GOAL OF THE EXERCISE: Reproduce the passage of the article on the Kuilima land use dispute that runs from "During the LUC’s" to "Decision and Order.".

EXCERPT PROVIDED:
[BEGIN]

Commission Delays Forcing Developer To Justify Urban Designation at Kuilima

posted in: March 2009 | 0

The state Land Use Commission does not seem to be in any rush to force Kuilima Resort Company to show why 236 acres of Urban land on the North Shore of O`ahu should not revert to the Agricultural District. Last month, the LUC deferred for the second time action on an April 2008 request by Defend O`ahu Coalition, Keep the North Shore Country, and the Sierra Club, Hawai`i Chapter for an order that the company be required to show cause why the land, redistricted in 1986, should remain in the Urban District when most of the conditions placed on that redistricting have not been fully met.

More than 20 years ago, the City and County of Honolulu and the LUC entered into agreements with KRC predecessor Kuilima Development Company that would allow it to expand its modest Turtle Bay resort to a 3,500-unit master-planned resort community, complete with employee housing, a shopping village, five new hotels, and nearly 100 acres of resort condominiums. None of these have been built and the plan seemed to have been all but forgotten by the general public until KRC sought city approval for a massive subdivision in 2005.

Since then, KRC’s efforts to expand the resort have been fought in court and before various government agencies by the coalition of community groups whose aim is to “Keep the Country Country,” as their now ubiquitous bumper sticker says. At the same time, many resort employees who live nearby and want to see more jobs in the community have countered: What’s so great about keeping the North Shore undeveloped if your family and friends have to move away to find jobs?

Should the LUC choose to put the 236 acres back into the Agricultural District, KRC manager Stanford Carr says the future of the entire 860-acre project, which would stretch from Kuilima to Kawela Bay, would be jeopardized. “More importantly, what message would that send to the world on vested rights?” he asked the commission at its meeting last month.

During the LUC’s February meeting in Honolulu, attorneys for the coalition, the developer and the state Office of Planning (OP) reiterated many of the arguments made last year about the case, as did more than two dozen members of the public – opponents identifiable by their green shirts, with supporters, mostly resort employees, outfitted in white. While the LUC took no action on the matter, it became clear during discussion that a few of the commissioners are considering following the OP’s recommendation to add performance deadlines to the 1986 LUC Decision and Order.

[END]

Dataset entries
[BEGIN]

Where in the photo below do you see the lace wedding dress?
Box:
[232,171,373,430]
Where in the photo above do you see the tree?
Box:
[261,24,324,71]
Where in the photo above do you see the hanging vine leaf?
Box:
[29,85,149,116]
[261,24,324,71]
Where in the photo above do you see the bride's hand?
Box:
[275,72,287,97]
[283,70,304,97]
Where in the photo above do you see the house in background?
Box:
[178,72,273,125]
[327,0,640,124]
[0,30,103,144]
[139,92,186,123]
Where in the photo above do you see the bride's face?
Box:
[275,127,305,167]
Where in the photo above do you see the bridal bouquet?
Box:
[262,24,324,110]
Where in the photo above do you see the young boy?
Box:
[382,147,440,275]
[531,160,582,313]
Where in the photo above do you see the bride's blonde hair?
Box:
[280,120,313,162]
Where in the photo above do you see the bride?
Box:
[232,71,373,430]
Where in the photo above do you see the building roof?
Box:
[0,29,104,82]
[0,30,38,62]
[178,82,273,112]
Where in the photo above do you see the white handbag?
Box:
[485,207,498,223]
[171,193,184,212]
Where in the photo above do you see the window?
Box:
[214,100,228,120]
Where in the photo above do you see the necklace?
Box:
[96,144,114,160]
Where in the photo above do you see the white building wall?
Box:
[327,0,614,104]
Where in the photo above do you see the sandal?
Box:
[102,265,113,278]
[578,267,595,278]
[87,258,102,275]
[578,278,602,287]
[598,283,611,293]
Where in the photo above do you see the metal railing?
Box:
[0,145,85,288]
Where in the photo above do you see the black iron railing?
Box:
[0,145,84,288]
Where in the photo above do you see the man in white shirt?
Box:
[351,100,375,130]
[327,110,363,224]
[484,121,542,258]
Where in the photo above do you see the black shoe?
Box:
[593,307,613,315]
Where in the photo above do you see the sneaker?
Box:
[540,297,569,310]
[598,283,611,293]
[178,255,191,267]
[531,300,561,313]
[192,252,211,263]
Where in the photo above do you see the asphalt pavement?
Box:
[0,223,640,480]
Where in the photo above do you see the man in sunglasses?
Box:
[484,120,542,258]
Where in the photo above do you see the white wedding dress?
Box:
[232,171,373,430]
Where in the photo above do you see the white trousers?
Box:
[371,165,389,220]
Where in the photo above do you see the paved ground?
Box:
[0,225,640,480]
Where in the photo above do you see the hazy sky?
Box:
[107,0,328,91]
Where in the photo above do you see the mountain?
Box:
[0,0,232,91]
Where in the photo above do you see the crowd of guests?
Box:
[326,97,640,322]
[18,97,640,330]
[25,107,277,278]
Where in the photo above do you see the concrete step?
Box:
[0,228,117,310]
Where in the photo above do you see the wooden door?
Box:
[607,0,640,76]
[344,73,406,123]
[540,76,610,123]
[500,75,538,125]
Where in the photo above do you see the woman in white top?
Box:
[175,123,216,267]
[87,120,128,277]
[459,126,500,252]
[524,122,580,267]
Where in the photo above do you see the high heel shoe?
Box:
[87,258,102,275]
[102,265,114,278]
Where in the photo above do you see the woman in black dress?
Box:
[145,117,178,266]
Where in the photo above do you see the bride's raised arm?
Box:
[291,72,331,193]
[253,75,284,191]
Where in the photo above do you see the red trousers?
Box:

[END]

EXERCISE SOLUTION:
During the LUC’s February meeting in Honolulu, attorneys for the coalition, the developer and the state Office of Planning (OP) reiterated many of the arguments made last year about the case, as did more than two dozen members of the public – opponents identifiable by their green shirts, with supporters, mostly resort employees, outfitted in white. While the LUC took no action on the matter, it became clear during discussion that a few of the commissioners are considering following the OP’s recommendation to add performance deadlines to the 1986 LUC Decision and Order.